**PROBLEM TO SOLVE**. Quote the whole listing word for word, please.

═══ RAW DATA

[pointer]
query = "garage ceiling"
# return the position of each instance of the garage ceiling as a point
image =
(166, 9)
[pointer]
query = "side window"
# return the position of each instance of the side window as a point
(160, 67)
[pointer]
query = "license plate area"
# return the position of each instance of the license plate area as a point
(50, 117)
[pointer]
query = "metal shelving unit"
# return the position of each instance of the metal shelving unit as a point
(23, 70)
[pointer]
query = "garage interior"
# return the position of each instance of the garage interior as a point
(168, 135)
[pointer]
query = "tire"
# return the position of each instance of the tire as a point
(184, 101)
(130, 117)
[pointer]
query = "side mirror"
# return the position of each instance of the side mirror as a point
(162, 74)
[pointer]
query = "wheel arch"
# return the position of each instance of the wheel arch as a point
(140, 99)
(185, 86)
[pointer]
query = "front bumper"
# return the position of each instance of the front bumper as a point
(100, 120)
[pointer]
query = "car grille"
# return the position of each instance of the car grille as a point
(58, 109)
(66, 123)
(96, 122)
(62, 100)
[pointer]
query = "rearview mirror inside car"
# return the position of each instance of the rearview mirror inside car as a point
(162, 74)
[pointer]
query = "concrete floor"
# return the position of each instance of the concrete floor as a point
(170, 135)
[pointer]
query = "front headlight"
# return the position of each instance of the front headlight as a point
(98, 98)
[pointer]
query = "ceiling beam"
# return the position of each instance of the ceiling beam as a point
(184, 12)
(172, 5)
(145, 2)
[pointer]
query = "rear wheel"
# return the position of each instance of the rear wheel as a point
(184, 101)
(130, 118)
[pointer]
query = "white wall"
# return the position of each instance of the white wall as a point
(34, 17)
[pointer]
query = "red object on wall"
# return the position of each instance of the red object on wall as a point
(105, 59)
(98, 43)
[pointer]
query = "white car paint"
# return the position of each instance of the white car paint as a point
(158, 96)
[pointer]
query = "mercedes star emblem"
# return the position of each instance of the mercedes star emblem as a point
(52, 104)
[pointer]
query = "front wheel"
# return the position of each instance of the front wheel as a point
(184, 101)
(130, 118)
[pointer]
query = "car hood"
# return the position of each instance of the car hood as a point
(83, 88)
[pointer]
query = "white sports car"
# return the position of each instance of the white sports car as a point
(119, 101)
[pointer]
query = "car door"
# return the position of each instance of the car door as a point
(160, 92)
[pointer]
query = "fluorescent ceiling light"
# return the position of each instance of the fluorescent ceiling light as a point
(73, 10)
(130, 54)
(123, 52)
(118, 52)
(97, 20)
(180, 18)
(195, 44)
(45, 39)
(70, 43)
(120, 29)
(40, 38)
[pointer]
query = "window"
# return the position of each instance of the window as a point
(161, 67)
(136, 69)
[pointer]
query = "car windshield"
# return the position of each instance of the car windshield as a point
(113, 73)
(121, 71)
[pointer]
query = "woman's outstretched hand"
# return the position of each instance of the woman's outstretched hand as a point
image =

══════

**RESULT OF THIS EXERCISE**.
[pointer]
query = "garage ceiling"
# return the position of each instance of the garage ceiling as a point
image =
(166, 9)
[pointer]
query = "side window"
# return the position of each instance of the side window as a point
(160, 67)
[pointer]
query = "license plate area"
# return the position of each instance of the license plate area as a point
(50, 117)
[pointer]
query = "metal shelving unit"
# return the position of each instance of the metal shelving unit as a point
(23, 70)
[pointer]
query = "garage interior"
# return the position of each instance of the garage interior as a point
(168, 135)
[pointer]
query = "tire"
# return the position of each instance of the tire as a point
(184, 101)
(130, 117)
[pointer]
query = "side mirror"
# return the position of each instance of the side mirror as a point
(162, 74)
[pointer]
query = "wheel arch"
# return the position of each instance of the wheel arch as a point
(140, 99)
(185, 86)
[pointer]
query = "front bumper"
# return the position of each instance of the front bumper as a point
(100, 120)
[pointer]
query = "car grille"
# return the position of each instance of the car grille as a point
(58, 109)
(66, 123)
(96, 122)
(62, 100)
[pointer]
query = "rearview mirror inside car"
# return the position of each instance of the rearview mirror inside car as a point
(162, 74)
[pointer]
query = "concrete floor"
# return the position of each instance of the concrete floor as a point
(170, 135)
[pointer]
query = "front headlight"
# return the position of each instance of the front headlight as a point
(98, 98)
[pointer]
query = "ceiling beam"
# return the position of each instance of the ceiling beam as a point
(184, 12)
(172, 5)
(145, 2)
[pointer]
query = "rear wheel"
# return the position of each instance of the rear wheel as a point
(184, 101)
(130, 118)
[pointer]
query = "white wall"
# return the position of each instance of the white wall as a point
(34, 17)
[pointer]
query = "red object on wall"
# return the position of each instance of the red object on wall as a point
(105, 59)
(98, 43)
[pointer]
query = "white car paint"
# return the position of each instance of the white car paint as a point
(158, 96)
[pointer]
query = "mercedes star emblem"
# return the position of each instance of the mercedes star emblem as a point
(52, 104)
[pointer]
query = "front wheel"
# return the position of each instance of the front wheel as a point
(184, 101)
(130, 118)
[pointer]
query = "car hood"
# return the position of each instance of the car hood as a point
(83, 88)
[pointer]
query = "white sports car"
# return the position of each instance of the white sports car as a point
(119, 101)
[pointer]
query = "car door"
# return the position of each instance of the car door as a point
(160, 92)
[pointer]
query = "fluorescent ceiling light"
# return the position of each instance of the fluorescent ceiling light as a point
(73, 10)
(130, 54)
(123, 52)
(118, 52)
(97, 20)
(180, 18)
(195, 44)
(45, 39)
(70, 43)
(120, 29)
(40, 38)
[pointer]
query = "window"
# return the position of each instance of the window as a point
(161, 67)
(136, 69)
[pointer]
query = "car windshield"
# return the position of each instance of the car windshield as a point
(113, 73)
(121, 71)
[pointer]
query = "woman's outstretched hand"
# return the position of each instance of the woman's outstretched hand as a point
image =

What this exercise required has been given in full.